--- START OF LISTING ---
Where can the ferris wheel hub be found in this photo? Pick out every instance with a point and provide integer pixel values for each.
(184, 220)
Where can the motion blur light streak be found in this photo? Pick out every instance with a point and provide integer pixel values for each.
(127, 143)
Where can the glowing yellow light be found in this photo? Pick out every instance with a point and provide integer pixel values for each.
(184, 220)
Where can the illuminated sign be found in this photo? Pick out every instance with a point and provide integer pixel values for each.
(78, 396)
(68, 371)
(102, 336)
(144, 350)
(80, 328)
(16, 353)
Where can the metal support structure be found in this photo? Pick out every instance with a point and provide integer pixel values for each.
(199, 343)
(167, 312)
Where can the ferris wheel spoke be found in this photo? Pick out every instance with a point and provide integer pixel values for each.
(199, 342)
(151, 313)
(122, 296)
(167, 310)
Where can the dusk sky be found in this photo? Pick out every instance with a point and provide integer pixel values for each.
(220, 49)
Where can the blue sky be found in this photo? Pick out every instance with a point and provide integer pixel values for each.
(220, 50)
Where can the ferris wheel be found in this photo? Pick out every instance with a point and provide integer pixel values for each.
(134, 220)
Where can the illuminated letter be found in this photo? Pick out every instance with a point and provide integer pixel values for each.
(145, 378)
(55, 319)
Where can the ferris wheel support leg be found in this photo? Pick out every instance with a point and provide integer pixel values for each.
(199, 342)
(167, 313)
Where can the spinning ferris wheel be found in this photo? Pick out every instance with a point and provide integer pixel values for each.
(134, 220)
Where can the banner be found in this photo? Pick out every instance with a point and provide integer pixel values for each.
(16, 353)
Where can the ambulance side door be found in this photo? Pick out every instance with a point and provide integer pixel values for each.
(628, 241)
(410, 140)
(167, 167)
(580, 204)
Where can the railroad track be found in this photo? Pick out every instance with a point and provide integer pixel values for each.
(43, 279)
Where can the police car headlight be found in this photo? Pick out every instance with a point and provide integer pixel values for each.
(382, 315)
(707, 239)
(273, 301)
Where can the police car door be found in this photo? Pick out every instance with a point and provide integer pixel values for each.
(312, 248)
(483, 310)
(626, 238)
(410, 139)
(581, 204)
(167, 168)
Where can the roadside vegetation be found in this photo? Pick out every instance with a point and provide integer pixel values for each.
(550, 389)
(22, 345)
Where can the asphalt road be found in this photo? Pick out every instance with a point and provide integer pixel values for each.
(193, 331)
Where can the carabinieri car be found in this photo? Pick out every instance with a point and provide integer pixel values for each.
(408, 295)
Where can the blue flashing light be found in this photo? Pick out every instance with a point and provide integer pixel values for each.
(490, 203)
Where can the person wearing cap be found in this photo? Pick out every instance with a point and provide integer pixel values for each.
--- END OF LISTING ---
THE EXERCISE -> Rewrite the material as a JSON list of strings, with one string per line and no blank lines. Start at the line containing "Where can the roadside" and continue through the end of the material.

RESULT OF THE EXERCISE ->
[
  "Where can the roadside vegetation be found in this photo? Pick out every instance with a point and provide integer pixel values for each.",
  "(550, 389)",
  "(22, 345)",
  "Where can the asphalt road be found in this photo? Pick out every instance with a point and provide integer pixel values for each.",
  "(193, 331)",
  "Where can the carabinieri car be found in this photo? Pick out every instance with a point and provide integer pixel values for each.",
  "(408, 295)",
  "Where can the blue flashing light be found in this photo? Pick out every instance with a point and provide integer pixel values for each.",
  "(490, 203)",
  "Where can the person wearing cap be found in this photo? Pick out every instance with a point and provide integer pixel values for each."
]